Work to complete: Continue the tutorial on joining Uber Movement speed data to an OpenStreetMap road network, picking up right after its last line.

While the OSM data provided by Uber Movement is great for some purposes, it is problematic to be used for calculating travel time between two points. The figure below shows the geometry of OSM data provided by Uber. It has two edges for every road (highways on the left side), even if the road is one-way. It means that the geometry with the proper direction would have the correct travel speed data; however, the other direction of the geometry should not exist, and it would not have travel speed data, resulting in wrong free-flow traffic.

Therefore, this notebook will walk you through how to retrieve OSM data from OSM planet and integrate Uber Movement data into the OSM road network, properly.

Obtaining OpenStreetMap Data¶

While the Uber data is extremely useful, we also need OpenStreetMap network data (which the Uber data is based on) in network form to perform routing and network analysis. Check out our notebook if you'd like to learn more about OpenStreetmap Network data and osmnx.

Typical way using OSMnx¶

OSMnx provides the following functions to retrieves road network from Open Street Map.

Getting data from an address -> graph_from_address
Getting data from a bounding box -> graph_from_bbox
Getting data from a geocodable place -> graph_from_place
Getting data around some point -> graph_from_point
Getting data for some polygon -> graph_from_polygon

Among those five functions, we recommend to using either graph_from_place or graph_from_polygon. In this example, we demonstrate retrieving road networks using graph_from_polygon with Manhattan (New York County) geometry.

Let's obtain the driving network for Manhattan. First, we will use the census API to get the geometry for Manhattan, then pull the data from OSMNX:

# Obtain Geomery of New York County (Manhattan) from Census API. 
def get_geography(geoid):
    # https://api.censusreporter.org/1.0/geo/tiger2016/16000US5367000?geom=true
    api_url = 'https://api.censusreporter.org/1.0/geo/latest/{0}?geom=true'
    data = requests.get(api_url.format(geoid)).json()
    # Get Features
    fdf = pd.DataFrame({
                        'Geoid': geoid,
                        'LandArea': data['properties']['aland'] / 2589988,
                        'Population': data['properties']['population']
                        }, index=[0])

Recorded information:

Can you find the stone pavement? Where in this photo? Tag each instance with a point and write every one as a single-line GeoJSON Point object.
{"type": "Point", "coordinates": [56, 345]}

Solved problem:
    coords = data['geometry']['coordinates']
    if len(coords) > 1: # If county is divided into multiple discrete parts
        census_geom = MultiPolygon([Polygon(val[0]) for val in coords])
    else: # If county has one contiguous geometry
        census_geom = Polygon(coords[0])
    fdf['geometry'] = [census_geom]
    return gpd.GeoDataFrame(fdf, crs='epsg:4326', geometry = 'geometry')

# use our function to download the data and call the Geopandas `explore` function.
manhattan = get_geography('05000US36061')
manhattan.explore()

We can use this geometry to download the driving time network using the osmnx graph_from_polygon function:

# Retrieve road network within the Manhattan polygon
G = ox.graph.graph_from_polygon(manhattan['geometry'][0], network_type='drive')
ox.plot_graph(G)

(<Figure size 576x576 with 1 Axes>, <AxesSubplot:>)

Historical OSM data from OSM Planet¶

One critical limitation of OSMnx is that it does not support retrieving previous road networks. Given that Uber Movements data kept the OSM node and edge IDs at the time of travel, we should retrieve the road network closer to the date.

Data source¶

-- OSM Planet file
https://planet.openstreetmap.org/
https://ftpmirror.your.org/pub/openstreetmap/

-- Applications needed (Both programs can be installed through homebrew)
Osmosis: https://wiki.openstreetmap.org/wiki/Osmosis
Osmfilter: https://wiki.openstreetmap.org/wiki/Osmfilter

Steps to Get Historical OSM Data¶

Note: These steps download a large amount of data and take a long time. They are not necessary for the rest of the notebook, but explain the necessary steps to obtain historical OSM data.

Obtain “planet-190107.osm.pbf”, replacing "190107" with the appropriate date you'd like to examine from https://ftpmirror.your.org/pub/openstreetmap/pbf/ or https://planet.openstreetmap.org/planet/full-history/
Run the following code in the terminal to clip the original world-wide .osm.pbf file to the given bounding box, which is around New York City. Note: completeWays=yes and completeRelations=yes are important to keep the relationship after the clipping. If these two queries aren’t included, OSMnx.graph_from_xml (https://osmnx.readthedocs.io/en/stable/osmnx.html#osmnx.graph.graph_from_xml) will return error.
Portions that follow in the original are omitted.